Economic slowdown coming

Trump and Ryan’s corporate tax plan is not just a simple rate cut. It’s actually extremely radical.

https://www.washingtonpost.com/opinions/trump-and-ryan-are-right-to-tackle-corporate-taxes-but-their-approach-would-do-harm/2017/01/08/e7abd204-d429-11e6-9cb0-54ab630851e8_story.html

Businesses won’t be allowed to deduct imports and interests costs. Yes, really:

Second, the tax change would capriciously redistribute income, increase uncertainty and place punitive burdens on some sectors. Think of a retailer who imports goods from abroad for 60 cents, incurs 30 cents in labor and interest costs and then earns a 5-cent margin. With a 20 percent tax, and no deductibility of import or interest costs, the taxes will substantially exceed 100 percent of profits, even if there is some offset from a stronger dollar. Businesses that invest heavily, hire extensively and export a large part of their product would have negative taxable income on a chronic basis; it is hard to imagine that the political process would allow annual multibillion-dollar refunds, and so these too may be victimized. Then there are the still unresolved questions of what the rules will be on interest deductibility for banks and of the treatment of businesses organized as partnerships that do not pay corporate taxes.

If they propose this sort of crazy plan I expect stock market to go deep red.

You guys elected a crazy moron for president. Time to buckle the hell up!

So he wants everything to be from USA starting from the ground? What is the point of international trade? Everything would become very expensive! Time to buy RE because cost of materials would shoot sky high, lead to high house price. Btw, do US import construction materials :slight_smile:

That tax plan is beyond crazy. Expect huge trade wars, and not just China. How about Europe? It will just sit idly by? Worldwide trade war first, and global financial crisis later. You know some emerging markets will go belly up.
****
• DIRECTIVE A
Rewrite the records starting at the line that contains "Could you please spot the teal" and ending with the last record, changing "coastal road" to "shoreline road" and keeping everything else the same.
****
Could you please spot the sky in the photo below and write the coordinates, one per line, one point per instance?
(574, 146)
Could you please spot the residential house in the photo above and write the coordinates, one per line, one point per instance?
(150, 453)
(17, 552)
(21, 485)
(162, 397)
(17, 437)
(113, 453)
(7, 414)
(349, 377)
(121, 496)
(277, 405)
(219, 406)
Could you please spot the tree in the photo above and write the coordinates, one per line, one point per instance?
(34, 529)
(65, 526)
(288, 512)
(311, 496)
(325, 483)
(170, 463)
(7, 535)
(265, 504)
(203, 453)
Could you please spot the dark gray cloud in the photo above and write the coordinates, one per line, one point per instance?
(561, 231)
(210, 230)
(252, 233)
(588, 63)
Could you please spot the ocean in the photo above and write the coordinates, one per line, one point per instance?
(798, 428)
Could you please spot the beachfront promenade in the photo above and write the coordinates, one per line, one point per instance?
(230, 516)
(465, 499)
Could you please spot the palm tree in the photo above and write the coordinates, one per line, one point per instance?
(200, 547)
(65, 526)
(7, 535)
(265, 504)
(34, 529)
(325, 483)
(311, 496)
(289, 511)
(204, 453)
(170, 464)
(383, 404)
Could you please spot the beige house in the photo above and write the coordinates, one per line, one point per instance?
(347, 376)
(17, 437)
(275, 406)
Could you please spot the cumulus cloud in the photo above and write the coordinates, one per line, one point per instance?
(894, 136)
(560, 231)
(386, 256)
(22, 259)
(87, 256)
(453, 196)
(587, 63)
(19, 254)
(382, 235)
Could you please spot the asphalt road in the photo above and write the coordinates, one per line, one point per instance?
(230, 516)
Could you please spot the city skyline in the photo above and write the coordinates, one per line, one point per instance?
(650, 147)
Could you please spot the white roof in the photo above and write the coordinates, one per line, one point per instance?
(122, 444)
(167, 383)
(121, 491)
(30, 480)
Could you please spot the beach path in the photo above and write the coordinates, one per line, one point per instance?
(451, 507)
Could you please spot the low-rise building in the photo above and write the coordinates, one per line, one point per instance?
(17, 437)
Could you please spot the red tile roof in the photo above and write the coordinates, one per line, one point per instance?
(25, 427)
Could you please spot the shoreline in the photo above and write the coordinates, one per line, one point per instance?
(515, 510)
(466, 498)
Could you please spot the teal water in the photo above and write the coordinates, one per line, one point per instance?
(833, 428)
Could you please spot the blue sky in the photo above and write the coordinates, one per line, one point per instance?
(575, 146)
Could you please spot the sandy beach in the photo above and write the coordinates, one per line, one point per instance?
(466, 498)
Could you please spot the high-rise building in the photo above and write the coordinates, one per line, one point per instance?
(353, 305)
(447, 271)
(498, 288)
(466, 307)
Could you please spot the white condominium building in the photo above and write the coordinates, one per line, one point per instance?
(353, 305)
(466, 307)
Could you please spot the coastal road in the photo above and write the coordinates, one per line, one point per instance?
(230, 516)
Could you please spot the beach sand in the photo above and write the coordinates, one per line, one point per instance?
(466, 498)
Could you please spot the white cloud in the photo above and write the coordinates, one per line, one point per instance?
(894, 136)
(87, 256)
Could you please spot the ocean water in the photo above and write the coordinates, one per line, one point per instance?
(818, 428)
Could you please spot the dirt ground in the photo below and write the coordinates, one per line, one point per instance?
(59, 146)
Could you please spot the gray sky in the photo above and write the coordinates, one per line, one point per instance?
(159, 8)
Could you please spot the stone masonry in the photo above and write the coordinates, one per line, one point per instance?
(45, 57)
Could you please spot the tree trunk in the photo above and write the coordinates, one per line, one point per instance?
****
• DIRECTIVE B
In the post on the corporate tax plan, how much does the retailer in the example pay to import its goods from abroad?

• CORRECT OUTPUT A
Could you please spot the teal water in the photo above and write the coordinates, one per line, one point per instance?
(833, 428)
Could you please spot the blue sky in the photo above and write the coordinates, one per line, one point per instance?
(575, 146)
Could you please spot the sandy beach in the photo above and write the coordinates, one per line, one point per instance?
(466, 498)
Could you please spot the high-rise building in the photo above and write the coordinates, one per line, one point per instance?
(353, 305)
(447, 271)
(498, 288)
(466, 307)
Could you please spot the white condominium building in the photo above and write the coordinates, one per line, one point per instance?
(353, 305)
(466, 307)
Could you please spot the shoreline road in the photo above and write the coordinates, one per line, one point per instance?
(230, 516)
Could you please spot the beach sand in the photo above and write the coordinates, one per line, one point per instance?
(466, 498)
Could you please spot the white cloud in the photo above and write the coordinates, one per line, one point per instance?
(894, 136)
(87, 256)
Could you please spot the ocean water in the photo above and write the coordinates, one per line, one point per instance?
(818, 428)
Could you please spot the dirt ground in the photo below and write the coordinates, one per line, one point per instance?
(59, 146)
Could you please spot the gray sky in the photo above and write the coordinates, one per line, one point per instance?
(159, 8)
Could you please spot the stone masonry in the photo above and write the coordinates, one per line, one point per instance?
(45, 57)
Could you please spot the tree trunk in the photo above and write the coordinates, one per line, one point per instance?

• CORRECT OUTPUT B
60 cents